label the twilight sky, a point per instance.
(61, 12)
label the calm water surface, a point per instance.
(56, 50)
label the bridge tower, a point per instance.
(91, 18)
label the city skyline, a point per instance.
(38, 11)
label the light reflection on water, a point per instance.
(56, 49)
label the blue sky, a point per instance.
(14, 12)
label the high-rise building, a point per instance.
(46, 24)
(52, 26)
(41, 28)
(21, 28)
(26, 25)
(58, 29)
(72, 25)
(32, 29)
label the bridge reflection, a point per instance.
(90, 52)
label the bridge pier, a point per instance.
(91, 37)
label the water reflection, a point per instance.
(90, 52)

* **WHAT IS REQUIRED**: Can you format every line of the items above as a Markdown table with a "Row" column for the row number and an "Entry" column for the line, leaving out any blank lines?

* **OUTPUT OF THE EXERCISE**:
| Row | Entry |
|---|---|
| 1 | label the twilight sky, a point per instance. |
| 2 | (61, 12) |
| 3 | label the calm water surface, a point per instance. |
| 4 | (56, 50) |
| 5 | label the bridge tower, a point per instance. |
| 6 | (91, 18) |
| 7 | label the city skyline, a point per instance. |
| 8 | (38, 11) |
| 9 | label the light reflection on water, a point per instance. |
| 10 | (56, 49) |
| 11 | label the blue sky, a point per instance. |
| 12 | (14, 12) |
| 13 | label the high-rise building, a point per instance. |
| 14 | (46, 24) |
| 15 | (52, 26) |
| 16 | (41, 28) |
| 17 | (21, 28) |
| 18 | (26, 25) |
| 19 | (58, 29) |
| 20 | (72, 25) |
| 21 | (32, 29) |
| 22 | label the bridge reflection, a point per instance. |
| 23 | (90, 52) |
| 24 | label the bridge pier, a point per instance. |
| 25 | (91, 37) |
| 26 | label the water reflection, a point per instance. |
| 27 | (90, 52) |